Referring expression data
□ □ □ □ □ □ □
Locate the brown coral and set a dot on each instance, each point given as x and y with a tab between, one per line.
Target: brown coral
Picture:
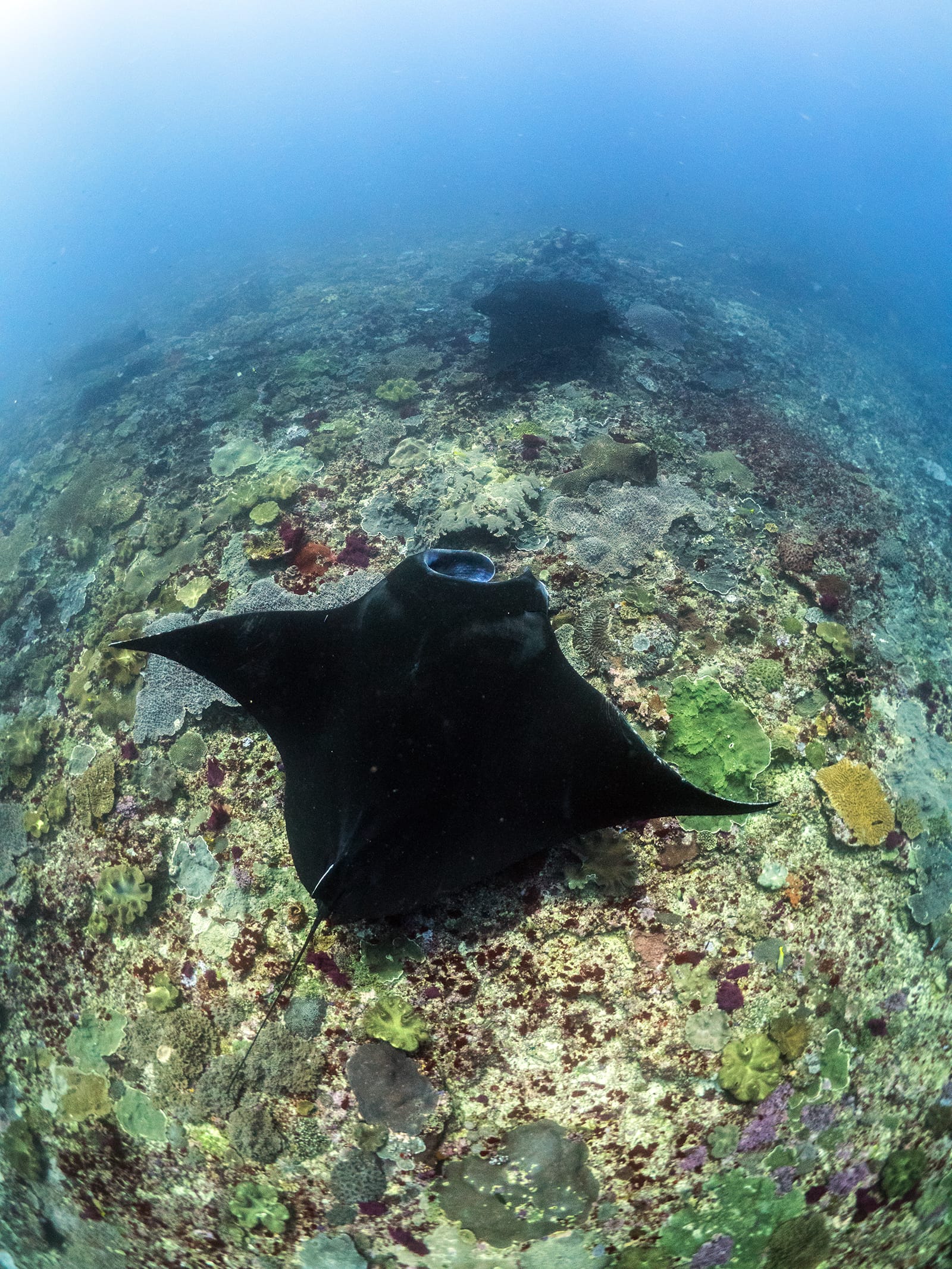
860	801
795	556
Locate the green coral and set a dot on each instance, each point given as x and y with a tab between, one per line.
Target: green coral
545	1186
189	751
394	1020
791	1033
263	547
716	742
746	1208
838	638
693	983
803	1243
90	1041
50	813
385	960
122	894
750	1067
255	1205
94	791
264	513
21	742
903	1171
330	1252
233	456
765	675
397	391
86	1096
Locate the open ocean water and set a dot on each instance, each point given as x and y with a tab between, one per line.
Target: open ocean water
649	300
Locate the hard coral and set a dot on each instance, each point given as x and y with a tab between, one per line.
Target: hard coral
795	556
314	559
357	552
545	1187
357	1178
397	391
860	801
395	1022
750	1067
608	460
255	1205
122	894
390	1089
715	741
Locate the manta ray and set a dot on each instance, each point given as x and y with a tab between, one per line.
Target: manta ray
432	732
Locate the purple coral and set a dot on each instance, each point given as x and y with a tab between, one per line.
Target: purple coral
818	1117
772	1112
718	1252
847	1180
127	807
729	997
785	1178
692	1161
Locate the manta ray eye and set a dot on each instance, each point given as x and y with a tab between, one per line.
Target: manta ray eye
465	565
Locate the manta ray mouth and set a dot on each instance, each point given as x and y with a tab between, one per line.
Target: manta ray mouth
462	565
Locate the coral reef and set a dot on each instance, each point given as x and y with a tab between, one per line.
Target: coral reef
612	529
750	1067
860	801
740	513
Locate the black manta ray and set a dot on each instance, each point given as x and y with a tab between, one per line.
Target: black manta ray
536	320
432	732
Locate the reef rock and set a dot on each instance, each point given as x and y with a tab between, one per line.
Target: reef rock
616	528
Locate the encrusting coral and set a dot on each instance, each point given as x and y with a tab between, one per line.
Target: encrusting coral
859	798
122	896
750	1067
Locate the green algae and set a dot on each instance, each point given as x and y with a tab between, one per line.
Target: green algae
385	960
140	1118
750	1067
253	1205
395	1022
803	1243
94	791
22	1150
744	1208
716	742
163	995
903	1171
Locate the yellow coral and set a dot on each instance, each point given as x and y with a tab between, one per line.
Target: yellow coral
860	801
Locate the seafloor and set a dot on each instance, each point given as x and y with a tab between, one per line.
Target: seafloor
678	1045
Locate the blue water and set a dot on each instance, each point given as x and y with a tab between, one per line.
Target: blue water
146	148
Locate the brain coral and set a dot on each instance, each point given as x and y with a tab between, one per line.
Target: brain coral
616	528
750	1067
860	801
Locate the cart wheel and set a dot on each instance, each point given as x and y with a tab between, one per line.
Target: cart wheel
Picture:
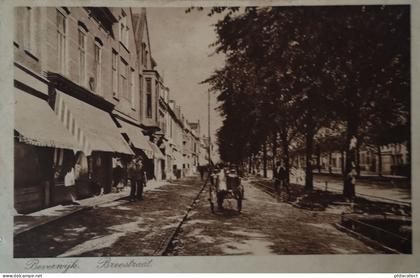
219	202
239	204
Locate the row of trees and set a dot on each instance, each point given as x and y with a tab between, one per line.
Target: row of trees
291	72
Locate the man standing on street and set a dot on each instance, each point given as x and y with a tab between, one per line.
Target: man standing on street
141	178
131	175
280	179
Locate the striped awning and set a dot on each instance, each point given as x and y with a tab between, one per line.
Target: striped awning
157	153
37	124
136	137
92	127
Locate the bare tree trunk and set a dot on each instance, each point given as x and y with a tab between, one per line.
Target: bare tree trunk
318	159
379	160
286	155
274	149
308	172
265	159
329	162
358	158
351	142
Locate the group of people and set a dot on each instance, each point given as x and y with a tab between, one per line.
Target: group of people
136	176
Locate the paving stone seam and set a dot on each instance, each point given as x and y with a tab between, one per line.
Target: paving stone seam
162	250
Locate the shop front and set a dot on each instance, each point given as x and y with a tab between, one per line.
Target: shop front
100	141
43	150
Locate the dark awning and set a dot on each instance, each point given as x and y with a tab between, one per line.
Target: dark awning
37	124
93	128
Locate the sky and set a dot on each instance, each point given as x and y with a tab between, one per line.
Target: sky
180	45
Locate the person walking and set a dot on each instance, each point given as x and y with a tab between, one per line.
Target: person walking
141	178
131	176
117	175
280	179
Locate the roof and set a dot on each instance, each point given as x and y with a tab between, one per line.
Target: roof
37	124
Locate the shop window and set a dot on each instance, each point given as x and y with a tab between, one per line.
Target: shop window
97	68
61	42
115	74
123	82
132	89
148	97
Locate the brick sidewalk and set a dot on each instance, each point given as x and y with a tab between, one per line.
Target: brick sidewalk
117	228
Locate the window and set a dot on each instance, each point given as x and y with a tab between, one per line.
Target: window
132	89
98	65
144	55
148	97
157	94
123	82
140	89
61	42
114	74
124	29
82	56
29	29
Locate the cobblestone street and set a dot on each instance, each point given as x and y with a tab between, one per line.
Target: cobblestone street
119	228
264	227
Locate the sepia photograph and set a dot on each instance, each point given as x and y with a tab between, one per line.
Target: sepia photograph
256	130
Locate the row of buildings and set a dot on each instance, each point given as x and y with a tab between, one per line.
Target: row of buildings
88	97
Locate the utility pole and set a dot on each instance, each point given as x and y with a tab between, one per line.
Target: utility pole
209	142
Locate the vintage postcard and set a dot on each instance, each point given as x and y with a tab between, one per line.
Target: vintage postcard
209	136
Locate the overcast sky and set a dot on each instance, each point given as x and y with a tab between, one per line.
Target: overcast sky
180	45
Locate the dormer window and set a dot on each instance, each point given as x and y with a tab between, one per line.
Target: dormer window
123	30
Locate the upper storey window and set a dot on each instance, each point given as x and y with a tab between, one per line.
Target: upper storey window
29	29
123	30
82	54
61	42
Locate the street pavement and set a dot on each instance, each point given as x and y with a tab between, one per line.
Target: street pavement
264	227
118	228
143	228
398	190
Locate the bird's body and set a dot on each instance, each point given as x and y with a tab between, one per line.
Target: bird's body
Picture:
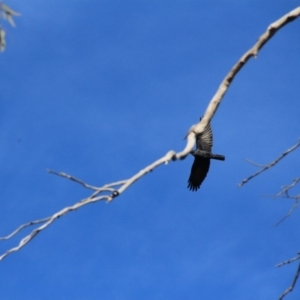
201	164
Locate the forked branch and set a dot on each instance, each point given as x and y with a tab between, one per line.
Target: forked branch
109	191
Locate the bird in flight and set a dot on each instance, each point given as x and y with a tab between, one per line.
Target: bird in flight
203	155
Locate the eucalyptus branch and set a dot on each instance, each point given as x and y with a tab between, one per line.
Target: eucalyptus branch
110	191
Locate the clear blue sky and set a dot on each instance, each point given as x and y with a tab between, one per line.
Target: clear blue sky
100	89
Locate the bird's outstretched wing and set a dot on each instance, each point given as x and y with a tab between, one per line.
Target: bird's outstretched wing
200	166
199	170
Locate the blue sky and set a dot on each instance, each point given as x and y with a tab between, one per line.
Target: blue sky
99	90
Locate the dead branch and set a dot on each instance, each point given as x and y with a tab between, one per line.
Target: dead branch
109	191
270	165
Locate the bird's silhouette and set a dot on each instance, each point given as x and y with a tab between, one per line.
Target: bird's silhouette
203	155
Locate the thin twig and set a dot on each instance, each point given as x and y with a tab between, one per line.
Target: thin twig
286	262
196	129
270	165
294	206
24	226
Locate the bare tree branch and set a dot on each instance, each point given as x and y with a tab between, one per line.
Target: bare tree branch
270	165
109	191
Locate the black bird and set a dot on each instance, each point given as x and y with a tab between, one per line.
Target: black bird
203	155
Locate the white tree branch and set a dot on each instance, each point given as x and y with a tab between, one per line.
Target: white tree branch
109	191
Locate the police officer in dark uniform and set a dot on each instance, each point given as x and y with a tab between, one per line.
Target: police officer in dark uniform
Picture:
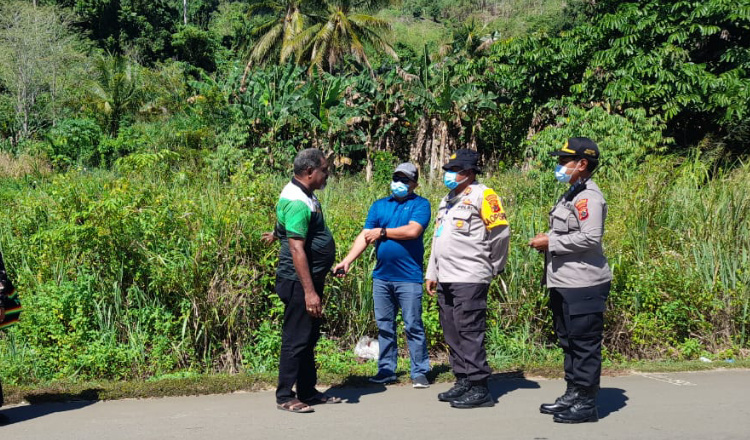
□ □ □ □ □ □ □
Look at the records above. Copy every line where the string "police" occurs.

Locate the police officer in dark uniform and set a dot on each instance, each point given as x and y with a tab between, one per line.
Target: police officer in dark uniform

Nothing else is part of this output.